* 読解文 *

####

2008-04-12 22:40:46 | 行ったもの(美術館・見仏)
○国立西洋美術館 『ウルビーノのヴィーナス:古代からルネッサンス、美の女神の系譜』

http://www.nmwa.go.jp/

 ティツィアーノ作『ウルビーノのヴィーナス』(ウフィツィ美術館所蔵)を初めて日本で公開する展覧会。高田馬場だったか目白だったか、山手線の線路際に、この展覧会の大きな広告看板が掛かっていて、全身、白い肌もあらわに横たわったヴィーナスが、意味ありげな微笑みを車窓に向かって投げかけている。それがあんまり色っぽいので、ええ~いいのかな~と、私は見るたび面伏せになってしまう。確かキャッチコピーは「美神降臨」だった。ずいぶん思い切った広告戦略である。

 この展覧会、実は『ウルビーノのヴィーナス』だけでなく、古代、ルネサンス、バロック初期に至るまでの、ヴィーナスを主題とする絵画、彫刻など約70点が併せて展示されている。最近、そのことを知って、それじゃあ見に行こうという気持ちになった。会場の冒頭は、私の好きなギリシアの赤絵壺や、カメオなど、古代のヴィーナスに迎えられる。

 ルネサンス期については、岡田温司さんの『もうひとつのルネサンス』にも出てきた婚礼家具の長持ち(カッソーネ)や誕生盆の実物を見ることができ、興味深かった。書籍も多かった。メディチ家の庇護の下、最初に誕生したヴィーナスは、プリニウス『博物誌』(1458年刊)の1頁に描かれた小さな図像だそうだ。それから、奇妙な焼きものもあった。

 しかし、何といっても『ウルビーノのヴィーナス』。奇跡の美肌である。この展覧会に集められたヴィーナスは、比較的、肉付きのいい美神が多い。三段腹だったりして。それに比べると、胸のふくらみの下からお腹にかけてが薄くて幼い感じがする。胸は、彼女だけでなく、美神の伝統的プロポーションって、そんなに大きくないのが標準のようだ。最近の巨乳好みって、社会が下品になった結果じゃないかと思う。モデルには諸説あるそうだが、かなり若い女性だと思われ、正直、ちょっと”ロリ趣味”の危うさが匂う。まあ、ルネサンス期には、若い女性と初老の男性の”年の差婚”が一般的だったと言うし。

####

* データ一覧 *
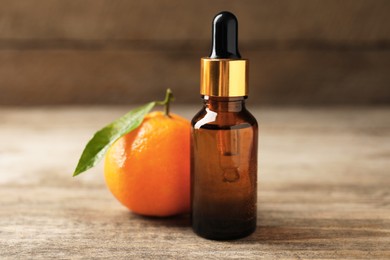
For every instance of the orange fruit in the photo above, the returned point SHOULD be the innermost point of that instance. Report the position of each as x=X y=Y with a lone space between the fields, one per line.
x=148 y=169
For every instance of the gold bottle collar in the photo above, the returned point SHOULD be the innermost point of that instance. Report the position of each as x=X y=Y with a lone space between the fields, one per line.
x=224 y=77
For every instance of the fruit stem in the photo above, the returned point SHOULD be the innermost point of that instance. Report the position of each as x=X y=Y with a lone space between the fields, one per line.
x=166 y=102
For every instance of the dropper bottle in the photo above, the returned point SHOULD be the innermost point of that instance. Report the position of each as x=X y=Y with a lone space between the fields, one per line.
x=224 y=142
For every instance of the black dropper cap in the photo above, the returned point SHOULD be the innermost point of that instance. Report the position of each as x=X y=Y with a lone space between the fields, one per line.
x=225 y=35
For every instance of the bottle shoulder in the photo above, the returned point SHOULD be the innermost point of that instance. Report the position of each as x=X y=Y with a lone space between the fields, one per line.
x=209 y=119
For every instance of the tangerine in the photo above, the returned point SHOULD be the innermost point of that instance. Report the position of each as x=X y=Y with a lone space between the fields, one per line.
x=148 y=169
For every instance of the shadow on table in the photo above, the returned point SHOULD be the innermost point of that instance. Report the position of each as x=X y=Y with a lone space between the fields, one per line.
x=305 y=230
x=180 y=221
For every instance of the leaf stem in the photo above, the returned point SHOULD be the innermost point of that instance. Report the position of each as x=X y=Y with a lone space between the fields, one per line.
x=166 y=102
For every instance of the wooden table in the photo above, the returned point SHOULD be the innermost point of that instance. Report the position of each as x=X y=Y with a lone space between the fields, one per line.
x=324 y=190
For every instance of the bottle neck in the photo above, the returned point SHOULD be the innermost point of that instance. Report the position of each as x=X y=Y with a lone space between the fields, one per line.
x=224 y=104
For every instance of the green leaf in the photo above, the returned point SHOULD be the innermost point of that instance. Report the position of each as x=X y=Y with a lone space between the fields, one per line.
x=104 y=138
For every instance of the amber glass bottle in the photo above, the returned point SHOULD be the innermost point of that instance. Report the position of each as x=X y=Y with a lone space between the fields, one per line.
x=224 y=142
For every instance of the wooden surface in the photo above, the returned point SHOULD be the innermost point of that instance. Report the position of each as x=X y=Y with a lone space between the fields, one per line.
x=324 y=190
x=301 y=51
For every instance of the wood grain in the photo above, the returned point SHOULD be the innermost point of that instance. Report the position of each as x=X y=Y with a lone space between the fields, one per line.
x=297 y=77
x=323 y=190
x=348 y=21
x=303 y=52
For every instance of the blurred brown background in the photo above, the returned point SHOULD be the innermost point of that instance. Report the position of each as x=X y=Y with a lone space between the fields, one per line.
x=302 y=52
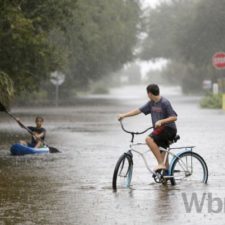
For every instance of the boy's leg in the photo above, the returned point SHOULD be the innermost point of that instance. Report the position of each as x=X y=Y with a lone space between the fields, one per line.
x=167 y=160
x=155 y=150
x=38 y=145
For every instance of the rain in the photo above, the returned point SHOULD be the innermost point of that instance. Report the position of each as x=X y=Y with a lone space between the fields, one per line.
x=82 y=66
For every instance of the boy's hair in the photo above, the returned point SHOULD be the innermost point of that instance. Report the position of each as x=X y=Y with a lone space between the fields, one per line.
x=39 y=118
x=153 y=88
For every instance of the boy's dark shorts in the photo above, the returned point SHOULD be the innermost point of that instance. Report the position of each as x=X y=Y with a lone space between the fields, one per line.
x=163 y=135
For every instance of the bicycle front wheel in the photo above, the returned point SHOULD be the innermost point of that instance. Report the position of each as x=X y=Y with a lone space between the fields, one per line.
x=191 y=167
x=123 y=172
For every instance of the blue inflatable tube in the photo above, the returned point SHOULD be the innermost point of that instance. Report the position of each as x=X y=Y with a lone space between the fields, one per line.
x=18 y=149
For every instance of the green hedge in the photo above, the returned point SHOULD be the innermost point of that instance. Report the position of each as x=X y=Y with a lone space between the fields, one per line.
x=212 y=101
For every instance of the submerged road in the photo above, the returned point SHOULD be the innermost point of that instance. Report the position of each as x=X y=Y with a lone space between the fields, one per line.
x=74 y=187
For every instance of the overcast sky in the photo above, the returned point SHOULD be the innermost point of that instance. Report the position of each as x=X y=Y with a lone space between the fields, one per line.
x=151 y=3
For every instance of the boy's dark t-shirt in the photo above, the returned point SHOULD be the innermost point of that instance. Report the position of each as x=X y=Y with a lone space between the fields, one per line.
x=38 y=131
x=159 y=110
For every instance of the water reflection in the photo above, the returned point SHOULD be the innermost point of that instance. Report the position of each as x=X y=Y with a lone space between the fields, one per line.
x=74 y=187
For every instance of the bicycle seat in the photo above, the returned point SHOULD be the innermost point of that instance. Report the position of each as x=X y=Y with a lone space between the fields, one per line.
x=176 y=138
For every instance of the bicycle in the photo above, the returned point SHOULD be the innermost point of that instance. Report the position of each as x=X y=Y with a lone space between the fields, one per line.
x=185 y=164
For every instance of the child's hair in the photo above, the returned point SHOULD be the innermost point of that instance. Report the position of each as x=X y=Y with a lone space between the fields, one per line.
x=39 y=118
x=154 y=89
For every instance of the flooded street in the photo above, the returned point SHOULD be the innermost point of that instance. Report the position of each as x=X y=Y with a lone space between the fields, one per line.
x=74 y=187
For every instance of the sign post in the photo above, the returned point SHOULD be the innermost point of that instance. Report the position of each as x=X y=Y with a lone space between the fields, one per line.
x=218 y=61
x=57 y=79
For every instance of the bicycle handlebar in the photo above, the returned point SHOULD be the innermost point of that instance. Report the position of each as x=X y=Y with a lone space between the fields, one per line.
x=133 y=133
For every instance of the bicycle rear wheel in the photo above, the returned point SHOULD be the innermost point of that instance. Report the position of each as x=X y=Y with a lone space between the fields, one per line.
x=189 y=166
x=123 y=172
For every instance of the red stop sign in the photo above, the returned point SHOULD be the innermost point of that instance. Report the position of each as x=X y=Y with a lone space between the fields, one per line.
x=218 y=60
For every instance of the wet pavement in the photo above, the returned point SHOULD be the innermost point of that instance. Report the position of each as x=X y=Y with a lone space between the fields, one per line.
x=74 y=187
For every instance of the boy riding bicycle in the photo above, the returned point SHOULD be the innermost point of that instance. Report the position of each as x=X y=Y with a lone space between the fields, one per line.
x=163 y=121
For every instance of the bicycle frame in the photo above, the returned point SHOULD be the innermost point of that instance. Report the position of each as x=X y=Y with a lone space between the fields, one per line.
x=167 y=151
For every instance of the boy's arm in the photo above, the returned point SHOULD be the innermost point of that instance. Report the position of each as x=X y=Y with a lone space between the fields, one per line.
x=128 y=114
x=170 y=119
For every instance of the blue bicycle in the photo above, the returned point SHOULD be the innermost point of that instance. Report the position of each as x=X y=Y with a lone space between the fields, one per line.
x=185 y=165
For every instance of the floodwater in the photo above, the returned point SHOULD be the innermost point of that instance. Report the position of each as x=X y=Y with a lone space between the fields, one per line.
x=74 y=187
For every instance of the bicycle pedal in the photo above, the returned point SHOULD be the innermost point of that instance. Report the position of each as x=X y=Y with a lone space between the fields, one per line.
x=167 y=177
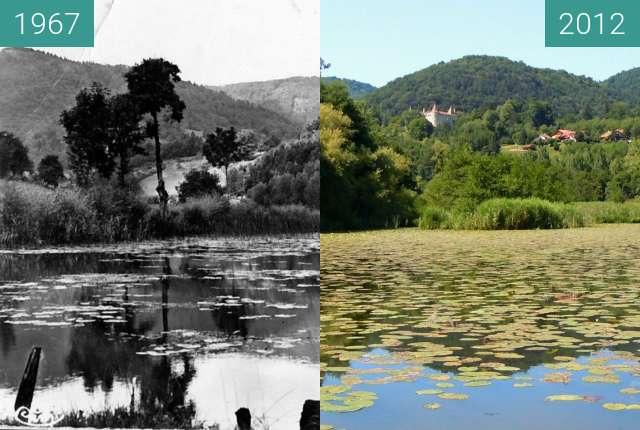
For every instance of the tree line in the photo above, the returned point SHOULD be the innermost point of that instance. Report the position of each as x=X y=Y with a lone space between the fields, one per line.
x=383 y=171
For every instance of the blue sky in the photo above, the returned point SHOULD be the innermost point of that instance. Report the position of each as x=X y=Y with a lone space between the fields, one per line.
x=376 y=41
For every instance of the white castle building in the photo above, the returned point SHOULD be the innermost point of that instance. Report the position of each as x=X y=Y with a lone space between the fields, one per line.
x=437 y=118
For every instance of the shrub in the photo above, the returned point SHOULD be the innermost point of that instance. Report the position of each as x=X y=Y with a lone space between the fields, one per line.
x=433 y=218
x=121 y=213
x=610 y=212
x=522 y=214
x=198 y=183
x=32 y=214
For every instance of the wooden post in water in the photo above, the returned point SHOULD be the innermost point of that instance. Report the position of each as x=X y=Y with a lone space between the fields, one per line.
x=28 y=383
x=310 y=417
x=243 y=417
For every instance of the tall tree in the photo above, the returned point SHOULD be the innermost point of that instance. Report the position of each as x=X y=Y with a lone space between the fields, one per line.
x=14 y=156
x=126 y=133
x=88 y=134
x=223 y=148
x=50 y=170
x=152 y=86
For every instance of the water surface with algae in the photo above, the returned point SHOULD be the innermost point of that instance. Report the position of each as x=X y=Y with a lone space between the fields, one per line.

####

* 課題 1 *
読解文によれば、この展覧会では、古代からバロック初期までのヴィーナスを主題とする絵画や彫刻などが約何点展示されていますか。
* 課題 2 *
次の記述が読解文の内容と合っているかどうかを、それぞれ「はい」か「いいえ」で答え、判断の根拠となる読解文の語句をそのまま引用してください。
(a) 山手線の線路際に、この展覧会の広告看板が掛かっている。
(b) 『ウルビーノのヴィーナス』はウフィツィ美術館の所蔵である。
(c) 会場の冒頭では、バロック初期の絵画が来場者を迎える。
* 課題 3 *
ウルビーノのヴィーナス展を扱った読解文の続きを、最後の文の後から書き進めてください。

* 解答例 1 *
約70点です。

* 解答例 2 *
(a) はい。「山手線の線路際に、この展覧会の大きな広告看板が掛かっていて」
(b) はい。「ウフィツィ美術館所蔵」
(c) いいえ。「会場の冒頭は、私の好きなギリシアの赤絵壺や、カメオなど、古代のヴィーナスに迎えられる。」

* 解答例 3 *
 絵画的に眺めると、画面を左右に区切る真っ黒な衝立(?)。よく見ると、深緑のカーテンが斜めに掛かっており、白いシーツの下の赤(に黒の小花模様)の寝具と計算された対照を形づくっている。寝具のファブリックがきれいだなあと思っていたら、横浜・元町のキタムラヤがこれを再現したバッグ(拡大すると細部も分かる)を作ってしまった。欲しい~。でも、これを持って行くようなお出かけ先もないしなあ。

 思い起こせば、昨年の春は、東博にレオナルド・ダ・ヴィンチ『受胎告知』がやって来て、その余波で、私は岡田温司さんの『処女懐胎』等々を読んで、西洋絵画に関心が戻った。2007年は聖母マリア、2008年はヴィーナス。さて、来年は?

■参考:サルヴァスタイル美術館「ティツィアーノ・ヴェチェリオ」
http://www.salvastyle.com/menu_renaissance/tiziano.html
『ウルビーノのヴィーナス』を見ながら、自然と頭に浮かんでいたのが、マネの『オランピア』。犬と猫の対比など、興味深い指摘あり。